*** Opening of EXTRACTED INFORMATION ***
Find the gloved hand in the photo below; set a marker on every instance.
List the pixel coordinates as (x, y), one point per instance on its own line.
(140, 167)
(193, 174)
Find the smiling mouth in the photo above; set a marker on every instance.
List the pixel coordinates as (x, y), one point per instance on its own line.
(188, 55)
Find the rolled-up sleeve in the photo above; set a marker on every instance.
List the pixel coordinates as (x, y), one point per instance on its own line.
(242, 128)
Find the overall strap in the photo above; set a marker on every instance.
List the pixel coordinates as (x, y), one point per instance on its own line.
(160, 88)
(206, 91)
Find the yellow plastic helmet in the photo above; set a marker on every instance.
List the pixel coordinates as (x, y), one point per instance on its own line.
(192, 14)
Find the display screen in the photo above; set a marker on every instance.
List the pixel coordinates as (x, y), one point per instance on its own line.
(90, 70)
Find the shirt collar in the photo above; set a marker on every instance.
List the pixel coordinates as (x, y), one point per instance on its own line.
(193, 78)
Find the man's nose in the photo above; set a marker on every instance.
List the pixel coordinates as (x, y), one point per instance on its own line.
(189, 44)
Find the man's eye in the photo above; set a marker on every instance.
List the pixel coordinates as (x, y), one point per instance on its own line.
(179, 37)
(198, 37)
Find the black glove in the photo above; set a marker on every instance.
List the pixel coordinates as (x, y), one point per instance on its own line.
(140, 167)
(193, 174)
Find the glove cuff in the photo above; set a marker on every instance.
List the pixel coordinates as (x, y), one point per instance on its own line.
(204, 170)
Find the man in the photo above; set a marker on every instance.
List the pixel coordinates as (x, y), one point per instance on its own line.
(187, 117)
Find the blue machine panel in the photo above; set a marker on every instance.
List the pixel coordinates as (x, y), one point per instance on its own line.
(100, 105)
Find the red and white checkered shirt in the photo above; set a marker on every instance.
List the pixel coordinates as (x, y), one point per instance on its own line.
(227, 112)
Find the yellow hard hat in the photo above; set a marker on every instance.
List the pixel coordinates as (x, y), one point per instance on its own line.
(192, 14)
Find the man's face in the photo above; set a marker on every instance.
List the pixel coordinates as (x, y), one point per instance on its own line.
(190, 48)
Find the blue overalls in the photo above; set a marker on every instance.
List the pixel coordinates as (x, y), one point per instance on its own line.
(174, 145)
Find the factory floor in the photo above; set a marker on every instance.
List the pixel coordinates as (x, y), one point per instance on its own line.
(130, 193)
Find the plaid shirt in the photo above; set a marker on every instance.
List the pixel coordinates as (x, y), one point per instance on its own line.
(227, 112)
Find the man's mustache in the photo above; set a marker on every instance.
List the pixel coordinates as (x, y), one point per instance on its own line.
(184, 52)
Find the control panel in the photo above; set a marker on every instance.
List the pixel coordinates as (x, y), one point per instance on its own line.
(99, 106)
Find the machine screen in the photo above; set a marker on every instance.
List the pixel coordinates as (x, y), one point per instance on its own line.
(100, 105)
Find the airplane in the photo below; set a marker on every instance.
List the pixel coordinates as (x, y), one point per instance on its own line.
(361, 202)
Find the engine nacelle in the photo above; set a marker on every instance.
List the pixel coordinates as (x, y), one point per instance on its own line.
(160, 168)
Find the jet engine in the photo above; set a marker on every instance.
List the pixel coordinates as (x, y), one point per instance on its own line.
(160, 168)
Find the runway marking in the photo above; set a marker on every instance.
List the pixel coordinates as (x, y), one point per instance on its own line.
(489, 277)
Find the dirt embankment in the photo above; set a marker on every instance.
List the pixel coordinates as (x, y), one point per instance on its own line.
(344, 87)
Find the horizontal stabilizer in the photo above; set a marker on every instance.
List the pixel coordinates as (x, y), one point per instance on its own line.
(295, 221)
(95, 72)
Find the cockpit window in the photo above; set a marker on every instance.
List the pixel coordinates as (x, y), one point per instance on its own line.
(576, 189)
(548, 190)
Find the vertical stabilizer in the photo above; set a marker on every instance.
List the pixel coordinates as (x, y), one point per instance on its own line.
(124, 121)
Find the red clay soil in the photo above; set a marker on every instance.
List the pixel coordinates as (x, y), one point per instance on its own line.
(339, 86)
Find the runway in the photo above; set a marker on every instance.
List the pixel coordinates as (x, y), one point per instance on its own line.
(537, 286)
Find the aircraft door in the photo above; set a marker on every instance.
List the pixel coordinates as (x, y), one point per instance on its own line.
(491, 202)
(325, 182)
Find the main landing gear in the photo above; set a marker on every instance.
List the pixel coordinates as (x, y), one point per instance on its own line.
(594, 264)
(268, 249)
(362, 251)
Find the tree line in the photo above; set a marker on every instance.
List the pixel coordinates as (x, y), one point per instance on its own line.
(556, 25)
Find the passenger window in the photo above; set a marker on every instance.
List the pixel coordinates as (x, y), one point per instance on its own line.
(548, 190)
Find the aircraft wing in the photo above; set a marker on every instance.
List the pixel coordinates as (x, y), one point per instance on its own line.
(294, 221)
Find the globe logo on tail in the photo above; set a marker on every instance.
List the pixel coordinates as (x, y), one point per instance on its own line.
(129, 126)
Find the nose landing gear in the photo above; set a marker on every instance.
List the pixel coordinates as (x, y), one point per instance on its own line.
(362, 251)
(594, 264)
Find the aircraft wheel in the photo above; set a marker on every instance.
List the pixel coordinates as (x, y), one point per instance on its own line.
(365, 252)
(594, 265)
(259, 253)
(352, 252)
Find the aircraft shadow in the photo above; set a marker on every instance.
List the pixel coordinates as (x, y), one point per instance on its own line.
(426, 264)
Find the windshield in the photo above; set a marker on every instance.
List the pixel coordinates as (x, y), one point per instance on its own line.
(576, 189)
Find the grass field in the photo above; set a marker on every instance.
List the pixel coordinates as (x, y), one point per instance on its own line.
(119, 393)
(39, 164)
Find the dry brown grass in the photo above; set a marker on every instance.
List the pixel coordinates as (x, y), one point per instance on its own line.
*** Close of EXTRACTED INFORMATION ***
TASK DIRECTIONS -> A complete and exact reproduction of the data is needed.

ANSWER BOX ->
Find the gloved hand in the photo below; set a marker on every instance.
List the pixel coordinates as (x, y), one point per instance on its own line.
(140, 167)
(193, 174)
Find the smiling mouth in the photo above; set a marker on every instance.
List the pixel coordinates as (x, y), one point per instance on its own line.
(188, 55)
Find the rolled-up sleeve in the photo above; set a marker on every instance.
List the pixel coordinates as (x, y), one point per instance on its own line.
(242, 128)
Find the overall strap in the photo above; set a marker on every instance.
List the pixel coordinates as (x, y), one point per instance on its own line.
(160, 88)
(206, 91)
Find the yellow plastic helmet in the photo above; set a marker on every instance.
List the pixel coordinates as (x, y), one point per instance on its own line.
(192, 14)
Find the display screen in the photo above; set a marker on every instance.
List the pixel coordinates as (x, y), one point per instance on its own line.
(90, 70)
Find the shirt collar in the photo above; set a marker on every instance.
List the pixel coordinates as (x, y), one point per instance on its own line.
(193, 78)
Find the man's nose in the photo above; set a marker on every instance.
List the pixel coordinates as (x, y), one point per instance on its own line.
(189, 44)
Find the man's eye in the photo above; set a marker on every instance.
List the pixel coordinates as (x, y), one point per instance on its own line.
(179, 37)
(198, 37)
Find the black glove in the photo above; set a marker on every instance.
List the pixel coordinates as (x, y), one point per instance on its own line.
(140, 167)
(193, 174)
Find the glove cuff in the photo above; set a marker on every instance.
List the pixel coordinates as (x, y), one point per instance on its own line.
(204, 170)
Find the man in the photo above; set a marker on every instance.
List the pixel coordinates as (x, y), one point per instance on its own line.
(187, 117)
Find the blue machine panel in the photo above; set a marker on every instance.
List the pixel coordinates as (x, y), one point per instance on its own line.
(100, 105)
Find the red and white checkered shirt in the photo above; set a marker on every instance.
List the pixel coordinates as (x, y), one point per instance on its own line.
(227, 112)
Find the yellow hard hat in the photo above; set a marker on every instance.
List the pixel coordinates as (x, y), one point per instance on its own line.
(192, 14)
Find the man's face in the photo above; set a marker on every instance.
List the pixel coordinates as (x, y), one point per instance on its own line.
(190, 48)
Find the blue overalls in the photo above; set a marker on every instance.
List the pixel coordinates as (x, y), one point per instance on its own line.
(174, 145)
Find the factory floor in the photo above; set a marker on every instance.
List the pixel coordinates as (x, y), one point per instance on its own line.
(130, 193)
Find the plaid shirt in the photo above; set a marker on every instance.
List the pixel coordinates as (x, y), one point per instance on its own line.
(227, 112)
Find the man's mustache in the photo above; set a marker on every instance.
List the pixel coordinates as (x, y), one point per instance on its own line.
(184, 52)
Find the control panel in the photo above; set a marker on every instance.
List the pixel coordinates as (x, y), one point per instance on its own line.
(99, 106)
Find the machine screen in the photo above; set a marker on every instance.
List the pixel coordinates as (x, y), one point per instance on its own line.
(100, 105)
Find the airplane in the photo below; set a marker on every instance.
List the pixel coordinates as (x, y), one point per instance on its own line.
(361, 202)
Find the engine nacelle in the photo above; set a marker on every instance.
List the pixel coordinates as (x, y), one point per instance on its own line.
(160, 168)
Find the jet engine in the photo above; set a marker on every instance.
List the pixel coordinates as (x, y), one point per instance on its own line.
(160, 168)
Find the runway marking in the photo above; set a marker on every instance.
List the pixel coordinates as (x, y), one point per instance on its own line.
(489, 277)
Find the dirt embankment in the photo above; set a marker on every instance.
List the pixel coordinates as (x, y), one point per instance on its own line.
(344, 87)
Find the horizontal stabilizer in the photo above; set a marker on every instance.
List the pixel coordinates as (x, y), one point per instance on its own line.
(295, 221)
(95, 72)
Find the cockpit window in the photo above; set a marker on every instance.
List the pixel coordinates as (x, y), one point per instance on its own line.
(576, 189)
(548, 190)
Find the vertical stabilizer in the photo above; set a marker on every instance.
List the pixel coordinates as (x, y), one point per instance on its own line.
(124, 121)
Find the red clay soil in the photo above; set a marker on every instance.
List the pixel coordinates as (x, y), one point per instance on its own line.
(339, 86)
Find the runway in the photo above; set a marker on every instance.
List the pixel coordinates as (x, y), one point per instance on its own line.
(537, 286)
Find the aircraft door in the photo above; set a marker on every instance.
List the pixel coordinates as (x, y), one point per instance on its own line.
(491, 202)
(325, 182)
Find the main landing gear in the photo above; set a marker on every instance.
List the pixel coordinates as (x, y), one point per instance on its own line.
(594, 264)
(268, 249)
(362, 251)
Find the tree line in the photo above; set a marker on every instance.
List the pixel coordinates as (x, y), one point per instance on its own line.
(556, 25)
Find the passenger window in the photo above; set a marker on every instance.
List the pixel coordinates as (x, y), one point per instance on its own line.
(548, 190)
Find the aircraft wing in the photo above; set a marker on every instance.
List the pixel coordinates as (x, y), one point per instance on its own line.
(294, 221)
Find the globe logo on tail in the photo above; set a marker on every instance.
List the pixel coordinates as (x, y), one point per instance on its own line.
(129, 126)
Find the nose landing gear in the photo above; set a marker on every instance.
List the pixel coordinates as (x, y), one point per instance on its own line.
(362, 251)
(594, 264)
Find the aircraft wheel in the photo above; set a marker on every instance.
List the pixel coordinates as (x, y), one point per instance on its own line.
(365, 252)
(594, 265)
(259, 253)
(352, 252)
Find the aircraft shadow in the photo above; set a marker on every instance.
List the pixel coordinates as (x, y), one point per instance on its own line.
(426, 264)
Find the windshield in the photo above; set a marker on every instance.
List the pixel coordinates as (x, y), one point per instance on its own line.
(576, 189)
Find the grass field in the photo above; set a marker on every instance.
List the pixel coordinates as (x, y), one point per instance on its own line.
(119, 393)
(39, 164)
Find the dry brown grass in the photo above; set a marker on every instance.
List the pixel coordinates as (x, y), one point per instance on its own line.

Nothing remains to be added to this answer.